(Action item A):
Rewrite everything in the article on bird stress from "Measuring the stress" down to "response to stress.", replacing "temperature sensing cameras" with "thermal imaging cameras".
(Action item B):
Using the article on bird stress, explain in one to three sentences why birds in the cold let their body temperatures fall after an unexpected stressful event.
(Action item C):
Answer these questions from the article on bird stress, labeling each answer with its matching numeral.
(i) Who is the director of conservation science at the Toronto Zoo?
(ii) Which chronic stressors in urban environments does the article list?
(iii) Which organization in the conservation realm does Dr. Tabh name as having ties to Trent?

(Selected text):
****
Measuring the stress response in birds, without capturing and handling them is now a reality, thanks to the research findings of Dr. Joshua Tabh, a recent Ph.D. graduate from Trent’s Environmental & Life Sciences program, .
With the use of temperature sensing cameras, Dr. Tabh, together with his supervisors, Dr. Gary Burness, Trent Biology professor, and Dr. Gabriela Mastromonaco, director of conservation science at the Toronto Zoo, monitored the facial temperature of birds and how their body temperature fluctuates in response to stress.
“Our results suggest that we can remotely detect and quantify the magnitude of a stress response by measuring facial temperature alone. Perhaps more interestingly, our findings are also the first to suggest that birds may shirk temperature control when exposed to a non-thermal stressor,” explains Dr. Tabh. “Our observations suggest that in the cold, birds allow their body temperatures to fall when exposed to an unexpected and stressful event. By doing so, less energy can be spent on warming, thus freeing energy to be used toward coping with the stressor. In the warmth, however, a reversed response occurs, with body temperatures rising rather than falling after exposure to a stressor. In this case, less energy is spent toward cooling, which is again helpful because it frees up energy for use in the stress response.”
The study also found that chronic stress could disrupt a birds' capacity to maintain a safe core body temperature, which can lead to meaningful health consequences in the long term. This is particularly relevant when one considers chronic stressors such as vehicle traffic, noise, and lights in urban environments.
“The technique has wide-reaching implications for non-invasive monitoring of animals, particularly those which it would not be possible to handle,” says Prof. Burness.
Gaining a birds eye view at Trent
Dr. Tabh chose Trent for his Ph.D. studies largely to work with Prof. Burness and the collaborative nature of research at the University.
“Prof. Burness and Dr. Mastromonaco regularly collaborate on projects that aim to use physiological information to better conservation programs,” says Dr. Tabh. “I benefited from this collaboration, as well as Trent’s ties to other organizations within the conservation realm, like the Ministry of Natural Resources and Forestry.”
Prof. Burness played a significant role in fine-tuning Dr. Tabh’s research.
“When I first came to Trent I had very specific research ideas that sought to address very specific problems,” he explains. “Gary inspired me to critically examine these ideas. Doing so helped me recognize that each was nested within a broader set of theoretical questions about how animals function in a changing world, with a changing climate.”
Dr. Tabh’s research findings have been published in several publications, and he is currently pursuing further research opportunities. “I would like to re-open resting research questions about how, mechanistically, animals change their physiology to match a specific thermal environment. From there, we can begin asking whether these mechanisms are sufficient for some species to keep pace with our projected rates of climate change.”
****
(Material shown):
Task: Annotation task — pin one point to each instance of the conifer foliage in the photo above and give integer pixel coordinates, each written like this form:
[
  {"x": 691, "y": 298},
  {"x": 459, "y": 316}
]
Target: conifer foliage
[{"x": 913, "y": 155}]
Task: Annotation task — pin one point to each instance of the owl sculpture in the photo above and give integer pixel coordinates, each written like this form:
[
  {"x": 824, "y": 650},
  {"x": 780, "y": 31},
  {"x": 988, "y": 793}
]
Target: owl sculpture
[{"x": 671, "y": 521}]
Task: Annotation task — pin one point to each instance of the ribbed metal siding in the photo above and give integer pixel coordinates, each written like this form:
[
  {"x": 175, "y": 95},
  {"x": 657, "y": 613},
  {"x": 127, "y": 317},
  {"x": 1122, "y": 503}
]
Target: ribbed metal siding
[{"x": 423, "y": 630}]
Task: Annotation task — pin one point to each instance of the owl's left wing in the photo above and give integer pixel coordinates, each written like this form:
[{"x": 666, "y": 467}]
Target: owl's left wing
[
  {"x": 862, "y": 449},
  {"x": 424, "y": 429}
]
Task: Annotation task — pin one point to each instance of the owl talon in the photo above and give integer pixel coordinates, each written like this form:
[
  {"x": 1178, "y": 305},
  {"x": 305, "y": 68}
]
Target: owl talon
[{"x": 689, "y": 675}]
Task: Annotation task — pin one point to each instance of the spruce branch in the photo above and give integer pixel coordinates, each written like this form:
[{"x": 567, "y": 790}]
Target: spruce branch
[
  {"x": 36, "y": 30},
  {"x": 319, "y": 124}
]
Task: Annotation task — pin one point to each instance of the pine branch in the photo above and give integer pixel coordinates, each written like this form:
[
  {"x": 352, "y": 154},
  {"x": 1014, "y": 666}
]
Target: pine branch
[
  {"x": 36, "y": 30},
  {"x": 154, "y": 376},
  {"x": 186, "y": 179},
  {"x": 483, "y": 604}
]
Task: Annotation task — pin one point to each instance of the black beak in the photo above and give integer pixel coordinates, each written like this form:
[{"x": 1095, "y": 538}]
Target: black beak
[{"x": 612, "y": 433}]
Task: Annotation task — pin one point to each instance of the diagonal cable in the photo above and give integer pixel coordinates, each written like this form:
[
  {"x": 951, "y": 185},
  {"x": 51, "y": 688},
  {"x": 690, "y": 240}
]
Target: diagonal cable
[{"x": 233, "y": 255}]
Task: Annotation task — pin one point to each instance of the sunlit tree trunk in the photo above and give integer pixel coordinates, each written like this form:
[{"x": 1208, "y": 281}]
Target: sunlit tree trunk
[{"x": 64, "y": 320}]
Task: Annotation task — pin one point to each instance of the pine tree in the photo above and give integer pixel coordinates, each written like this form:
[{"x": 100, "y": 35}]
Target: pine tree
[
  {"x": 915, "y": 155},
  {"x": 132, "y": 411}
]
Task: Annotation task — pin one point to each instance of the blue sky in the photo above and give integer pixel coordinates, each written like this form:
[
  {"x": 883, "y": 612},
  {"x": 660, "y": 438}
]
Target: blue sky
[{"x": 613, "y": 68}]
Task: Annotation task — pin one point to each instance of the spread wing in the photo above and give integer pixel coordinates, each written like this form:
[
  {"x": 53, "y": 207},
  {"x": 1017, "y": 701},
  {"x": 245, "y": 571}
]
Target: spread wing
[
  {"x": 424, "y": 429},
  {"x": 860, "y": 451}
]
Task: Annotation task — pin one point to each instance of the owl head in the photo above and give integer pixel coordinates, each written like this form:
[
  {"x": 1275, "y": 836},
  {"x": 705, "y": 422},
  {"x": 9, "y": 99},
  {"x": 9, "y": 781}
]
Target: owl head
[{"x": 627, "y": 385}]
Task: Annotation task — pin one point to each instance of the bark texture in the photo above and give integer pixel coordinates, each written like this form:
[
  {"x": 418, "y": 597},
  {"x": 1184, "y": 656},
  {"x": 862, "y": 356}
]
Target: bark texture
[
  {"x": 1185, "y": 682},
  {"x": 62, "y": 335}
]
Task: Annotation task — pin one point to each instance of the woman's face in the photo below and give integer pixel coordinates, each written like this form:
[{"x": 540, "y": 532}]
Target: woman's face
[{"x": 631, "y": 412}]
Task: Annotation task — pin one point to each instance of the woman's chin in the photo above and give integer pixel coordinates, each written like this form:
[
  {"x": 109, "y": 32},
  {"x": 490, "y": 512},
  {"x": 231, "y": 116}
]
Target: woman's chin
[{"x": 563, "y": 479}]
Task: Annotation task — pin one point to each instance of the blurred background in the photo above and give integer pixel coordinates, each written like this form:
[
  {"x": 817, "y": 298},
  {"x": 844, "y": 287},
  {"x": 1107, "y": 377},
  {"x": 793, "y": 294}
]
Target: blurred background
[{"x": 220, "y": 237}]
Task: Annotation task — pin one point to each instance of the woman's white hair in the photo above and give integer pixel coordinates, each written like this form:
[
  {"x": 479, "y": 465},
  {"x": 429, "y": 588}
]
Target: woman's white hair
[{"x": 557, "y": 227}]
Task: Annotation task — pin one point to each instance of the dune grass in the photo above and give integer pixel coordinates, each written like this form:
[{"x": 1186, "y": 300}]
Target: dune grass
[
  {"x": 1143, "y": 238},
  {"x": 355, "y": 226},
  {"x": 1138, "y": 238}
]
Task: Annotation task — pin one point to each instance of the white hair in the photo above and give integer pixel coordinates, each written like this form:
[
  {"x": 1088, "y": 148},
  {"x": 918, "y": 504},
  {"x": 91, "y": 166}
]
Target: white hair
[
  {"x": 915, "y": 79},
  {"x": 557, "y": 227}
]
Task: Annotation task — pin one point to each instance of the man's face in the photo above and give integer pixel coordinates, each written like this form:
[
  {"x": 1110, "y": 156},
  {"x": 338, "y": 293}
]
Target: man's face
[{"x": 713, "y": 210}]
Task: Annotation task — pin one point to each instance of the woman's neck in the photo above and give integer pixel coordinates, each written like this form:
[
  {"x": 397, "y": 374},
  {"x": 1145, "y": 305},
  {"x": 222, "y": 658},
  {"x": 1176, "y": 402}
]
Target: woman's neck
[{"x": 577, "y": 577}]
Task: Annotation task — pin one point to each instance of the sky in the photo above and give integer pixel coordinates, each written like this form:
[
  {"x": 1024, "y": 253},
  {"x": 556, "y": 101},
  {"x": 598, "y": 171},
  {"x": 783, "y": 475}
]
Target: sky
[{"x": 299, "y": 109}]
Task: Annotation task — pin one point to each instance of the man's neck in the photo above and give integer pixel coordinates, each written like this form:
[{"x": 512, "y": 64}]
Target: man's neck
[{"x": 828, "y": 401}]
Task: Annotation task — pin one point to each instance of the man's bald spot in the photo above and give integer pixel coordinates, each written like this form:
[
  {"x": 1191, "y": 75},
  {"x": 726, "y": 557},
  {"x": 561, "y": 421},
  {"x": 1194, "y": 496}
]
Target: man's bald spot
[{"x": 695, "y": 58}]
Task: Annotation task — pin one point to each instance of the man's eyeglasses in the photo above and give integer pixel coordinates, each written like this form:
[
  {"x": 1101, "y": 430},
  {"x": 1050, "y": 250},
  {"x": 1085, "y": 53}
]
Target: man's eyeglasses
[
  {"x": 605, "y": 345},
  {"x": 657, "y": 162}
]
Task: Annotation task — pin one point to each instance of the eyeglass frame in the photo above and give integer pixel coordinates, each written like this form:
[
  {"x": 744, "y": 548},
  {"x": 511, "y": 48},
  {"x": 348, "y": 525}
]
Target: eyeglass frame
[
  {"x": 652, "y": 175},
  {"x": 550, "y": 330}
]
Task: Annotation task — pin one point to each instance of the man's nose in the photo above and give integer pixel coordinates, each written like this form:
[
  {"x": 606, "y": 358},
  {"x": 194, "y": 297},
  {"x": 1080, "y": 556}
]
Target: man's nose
****
(Expected output A):
Measuring the stress response in birds, without capturing and handling them is now a reality, thanks to the research findings of Dr. Joshua Tabh, a recent Ph.D. graduate from Trent’s Environmental & Life Sciences program, .
With the use of thermal imaging cameras, Dr. Tabh, together with his supervisors, Dr. Gary Burness, Trent Biology professor, and Dr. Gabriela Mastromonaco, director of conservation science at the Toronto Zoo, monitored the facial temperature of birds and how their body temperature fluctuates in response to stress.

(Expected output B):
Letting body temperature fall means less energy is spent on warming. That frees energy for coping with the stressor.

(Expected output C):
(i) Dr. Gabriela Mastromonaco
(ii) Vehicle traffic, noise, and lights
(iii) The Ministry of Natural Resources and Forestry